Position annotation records

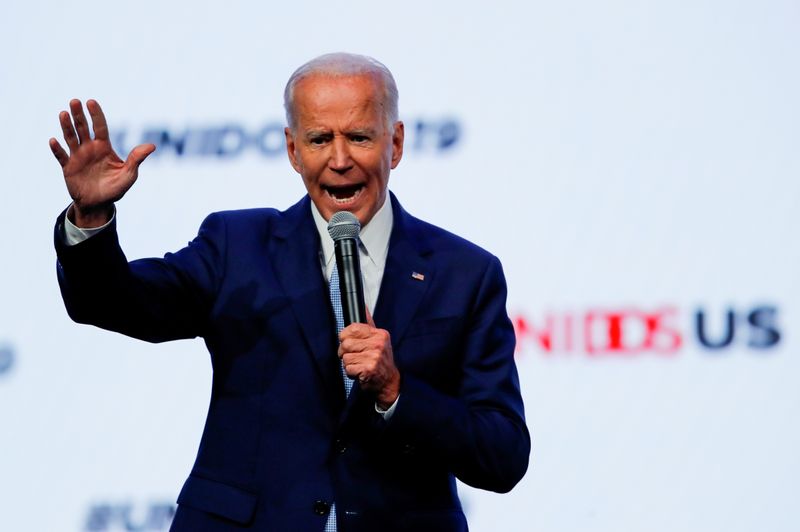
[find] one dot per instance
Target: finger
(81, 125)
(69, 132)
(139, 154)
(356, 330)
(58, 151)
(98, 120)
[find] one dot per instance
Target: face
(341, 144)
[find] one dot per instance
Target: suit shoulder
(443, 242)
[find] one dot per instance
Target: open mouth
(344, 195)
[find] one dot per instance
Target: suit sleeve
(480, 434)
(150, 299)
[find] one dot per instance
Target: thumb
(140, 153)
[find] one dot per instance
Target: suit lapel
(407, 275)
(295, 261)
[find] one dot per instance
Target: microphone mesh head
(343, 224)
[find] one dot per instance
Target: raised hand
(95, 175)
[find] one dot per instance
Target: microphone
(344, 228)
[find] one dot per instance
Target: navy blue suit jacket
(281, 440)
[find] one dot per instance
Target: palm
(95, 175)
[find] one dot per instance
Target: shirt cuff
(387, 414)
(75, 235)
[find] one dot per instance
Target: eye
(359, 139)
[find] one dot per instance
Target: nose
(340, 156)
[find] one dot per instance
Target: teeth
(345, 201)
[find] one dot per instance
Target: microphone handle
(352, 289)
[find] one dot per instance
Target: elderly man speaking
(308, 431)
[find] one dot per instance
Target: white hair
(341, 64)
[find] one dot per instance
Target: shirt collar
(374, 236)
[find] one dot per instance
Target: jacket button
(321, 508)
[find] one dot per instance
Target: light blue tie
(336, 301)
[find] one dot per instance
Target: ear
(290, 149)
(398, 137)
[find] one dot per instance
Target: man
(434, 392)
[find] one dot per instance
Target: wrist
(388, 395)
(92, 217)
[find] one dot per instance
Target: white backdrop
(633, 164)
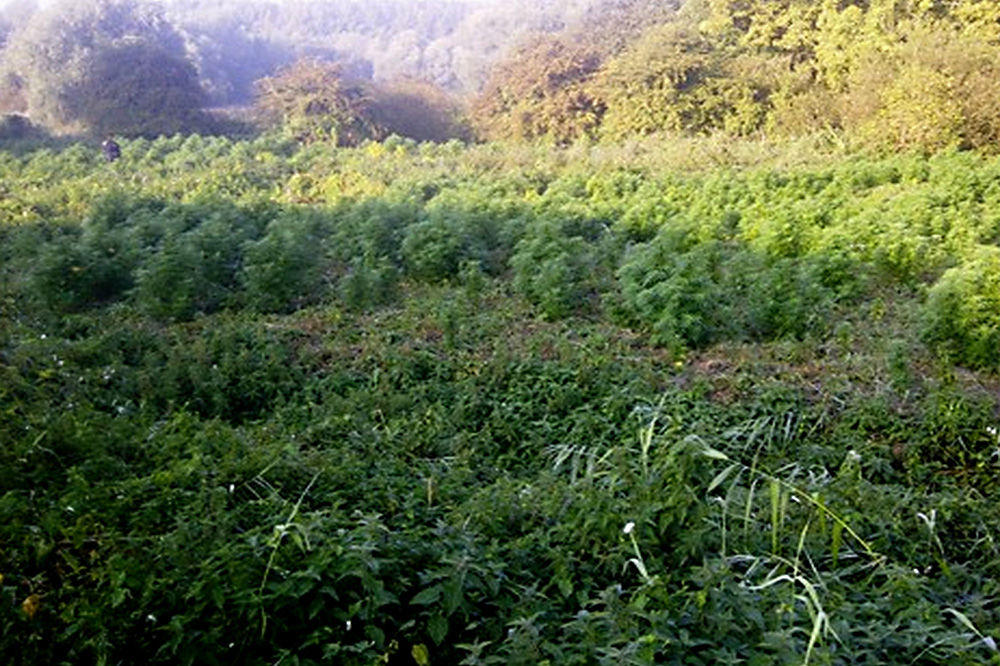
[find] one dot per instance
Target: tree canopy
(103, 65)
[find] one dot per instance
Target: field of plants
(692, 403)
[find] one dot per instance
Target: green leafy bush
(962, 313)
(284, 270)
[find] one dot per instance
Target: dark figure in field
(112, 151)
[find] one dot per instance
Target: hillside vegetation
(691, 402)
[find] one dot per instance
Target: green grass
(262, 405)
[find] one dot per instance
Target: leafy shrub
(236, 370)
(195, 269)
(283, 271)
(369, 282)
(456, 230)
(557, 268)
(962, 312)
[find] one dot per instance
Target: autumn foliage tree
(543, 91)
(312, 101)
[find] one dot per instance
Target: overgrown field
(496, 405)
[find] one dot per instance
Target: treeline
(894, 74)
(891, 73)
(69, 64)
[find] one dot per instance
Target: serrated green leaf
(427, 597)
(421, 655)
(721, 477)
(437, 628)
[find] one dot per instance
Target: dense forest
(604, 332)
(911, 74)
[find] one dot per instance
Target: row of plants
(690, 259)
(365, 487)
(444, 412)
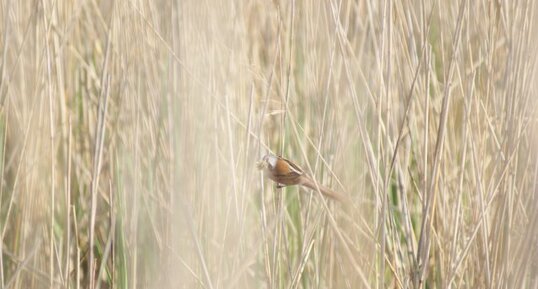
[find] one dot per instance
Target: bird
(285, 173)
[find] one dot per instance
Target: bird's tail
(324, 190)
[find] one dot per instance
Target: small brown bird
(285, 173)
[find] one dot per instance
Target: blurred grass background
(130, 130)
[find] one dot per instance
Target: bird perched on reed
(286, 173)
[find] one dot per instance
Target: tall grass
(130, 131)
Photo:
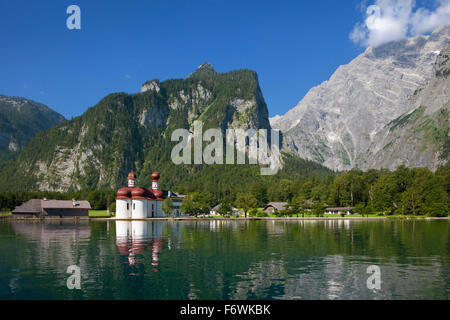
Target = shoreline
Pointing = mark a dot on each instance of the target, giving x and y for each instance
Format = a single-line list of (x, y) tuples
[(11, 218)]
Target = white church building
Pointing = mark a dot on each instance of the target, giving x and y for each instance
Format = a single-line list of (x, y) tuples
[(133, 202)]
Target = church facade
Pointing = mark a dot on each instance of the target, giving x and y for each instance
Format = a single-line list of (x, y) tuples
[(133, 202)]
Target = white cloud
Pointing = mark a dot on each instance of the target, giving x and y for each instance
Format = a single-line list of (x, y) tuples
[(391, 20)]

▶ _Your task_
Quote the lines of the listing above that run from the line with "Target = white church building" through its last line, both included, and nothing else.

▶ _Problem solution_
Target = white church building
Pointing = mark a dot on each instance of the target, giving x and y for each instance
Format = a single-line list of (x, y) tuples
[(133, 202)]
Target = church facade
Pointing = mark a dot on each instance of the target, giving x and y for each instance
Format = a single-line list of (x, y) tuples
[(133, 202)]
Target = white cloud
Pointing = mark a dot on each instance of the target, giving x and y for each instance
Format = a single-line list of (x, y) tuples
[(391, 20)]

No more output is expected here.